→ Data in this exercise:
'''
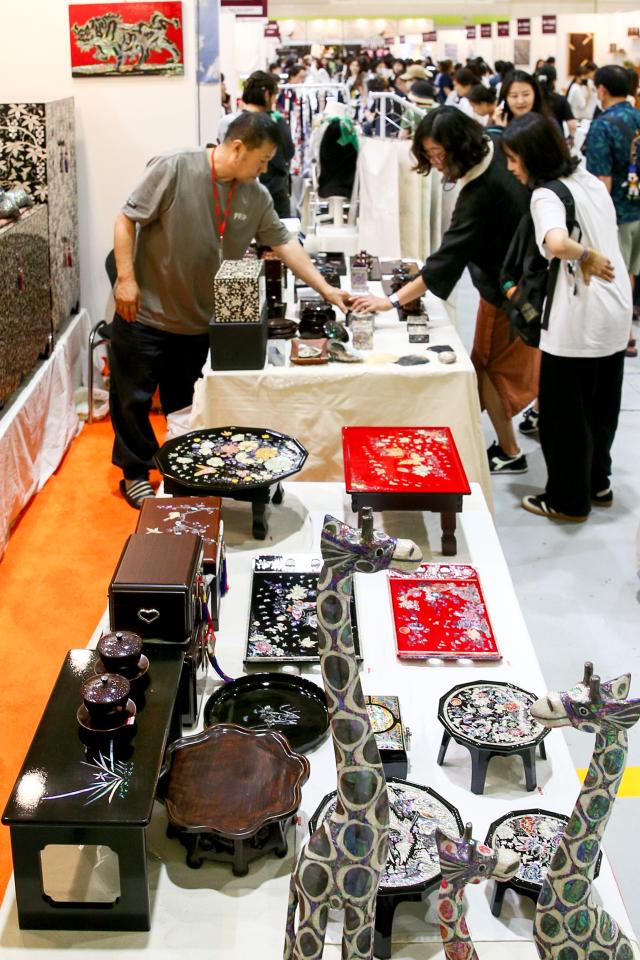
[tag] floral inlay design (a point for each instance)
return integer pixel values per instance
(233, 457)
(414, 814)
(494, 714)
(535, 836)
(440, 612)
(283, 623)
(110, 778)
(384, 713)
(402, 460)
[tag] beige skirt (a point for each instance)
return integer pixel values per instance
(512, 366)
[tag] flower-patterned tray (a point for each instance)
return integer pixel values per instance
(402, 460)
(230, 459)
(293, 706)
(439, 611)
(492, 715)
(283, 625)
(534, 835)
(415, 812)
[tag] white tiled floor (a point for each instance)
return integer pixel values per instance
(579, 589)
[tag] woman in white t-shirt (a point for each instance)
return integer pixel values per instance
(583, 346)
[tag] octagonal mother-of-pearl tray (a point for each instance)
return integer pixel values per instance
(230, 458)
(491, 714)
(415, 812)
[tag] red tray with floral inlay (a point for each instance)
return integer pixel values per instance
(402, 460)
(439, 611)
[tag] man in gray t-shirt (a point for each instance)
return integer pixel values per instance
(191, 209)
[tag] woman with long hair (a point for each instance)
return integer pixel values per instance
(489, 207)
(584, 343)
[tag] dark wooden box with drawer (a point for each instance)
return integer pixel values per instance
(180, 515)
(154, 590)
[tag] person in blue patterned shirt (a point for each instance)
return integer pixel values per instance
(608, 153)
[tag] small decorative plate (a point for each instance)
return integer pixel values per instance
(490, 714)
(230, 458)
(415, 812)
(293, 706)
(534, 835)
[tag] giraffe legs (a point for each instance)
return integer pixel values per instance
(357, 931)
(309, 942)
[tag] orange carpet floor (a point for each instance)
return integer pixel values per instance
(53, 589)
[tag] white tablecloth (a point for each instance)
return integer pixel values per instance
(38, 427)
(313, 403)
(209, 914)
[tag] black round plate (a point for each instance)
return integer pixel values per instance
(293, 706)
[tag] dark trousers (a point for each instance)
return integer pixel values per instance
(143, 358)
(579, 407)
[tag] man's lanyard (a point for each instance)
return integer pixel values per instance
(220, 223)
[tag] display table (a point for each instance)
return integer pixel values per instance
(76, 786)
(211, 914)
(313, 403)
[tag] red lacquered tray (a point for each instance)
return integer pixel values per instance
(439, 611)
(402, 460)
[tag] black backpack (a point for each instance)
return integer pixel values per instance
(528, 279)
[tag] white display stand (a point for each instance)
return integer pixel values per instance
(313, 403)
(37, 428)
(208, 914)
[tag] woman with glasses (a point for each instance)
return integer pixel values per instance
(584, 343)
(487, 212)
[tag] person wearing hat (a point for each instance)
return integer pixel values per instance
(464, 80)
(415, 72)
(423, 94)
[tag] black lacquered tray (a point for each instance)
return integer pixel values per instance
(293, 706)
(283, 624)
(230, 459)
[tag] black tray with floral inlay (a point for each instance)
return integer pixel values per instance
(293, 706)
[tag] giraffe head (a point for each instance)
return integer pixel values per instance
(364, 549)
(464, 860)
(590, 705)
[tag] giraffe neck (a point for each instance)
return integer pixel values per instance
(454, 932)
(347, 703)
(582, 837)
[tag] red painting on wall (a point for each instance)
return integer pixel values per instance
(124, 39)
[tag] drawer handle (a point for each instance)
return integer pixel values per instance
(148, 616)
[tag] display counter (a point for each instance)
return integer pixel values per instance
(313, 403)
(209, 913)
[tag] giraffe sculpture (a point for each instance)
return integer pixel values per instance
(341, 863)
(569, 924)
(462, 861)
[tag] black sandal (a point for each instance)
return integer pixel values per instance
(137, 492)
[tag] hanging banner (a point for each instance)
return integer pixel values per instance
(246, 8)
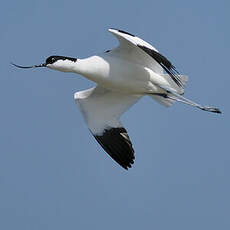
'''
→ Task item: Only the lines from where the data begins to the line with "[tag] white tablecloth", both of them included, should be reproduced word for word; no pictures.

→ Result for this exercise:
[tag] floral inlay design (a point for each instance)
return integer pixel values per instance
(233, 457)
(414, 814)
(494, 714)
(535, 836)
(440, 612)
(283, 623)
(110, 778)
(384, 713)
(402, 460)
[tag] beige skirt (a point for each instance)
return integer pixel values per instance
(512, 366)
[tag] flower-patterned tray (a point for each instance)
return integer pixel values per instance
(402, 460)
(230, 459)
(293, 706)
(439, 611)
(492, 715)
(283, 625)
(534, 835)
(415, 812)
[tag] white tiled floor (a point for each instance)
return integer pixel values per instance
(579, 589)
[tag] woman in white t-shirt (a point for each instance)
return integer pixel values per instance
(583, 346)
[tag] octagonal mother-of-pearl tray (a point for each instance)
return integer pixel values per instance
(230, 458)
(491, 714)
(415, 812)
[tag] red tray with floral inlay (a point for each instance)
return integer pixel values per instance
(402, 460)
(439, 611)
[tag] man in gray t-shirt (a point for each instance)
return integer pixel values per instance
(191, 209)
[tag] woman with long hair (a point for each instance)
return integer pixel values per instance
(489, 207)
(584, 343)
[tag] dark wooden box with drawer (a point for each instance)
return integer pixel values per instance
(180, 515)
(154, 590)
[tag] person in blue patterned shirt (a point for each instance)
return integer pixel values per instance
(608, 153)
[tag] small decorative plate (a point for each instance)
return integer pixel values per instance
(490, 714)
(230, 458)
(415, 812)
(293, 706)
(534, 835)
[tag] giraffe legs (a point for each instance)
return integer pixel values per instance
(357, 931)
(309, 942)
[tag] orange carpet floor (a point for each instance)
return integer pixel values per instance
(53, 589)
[tag] white tablecloth (a point for each instance)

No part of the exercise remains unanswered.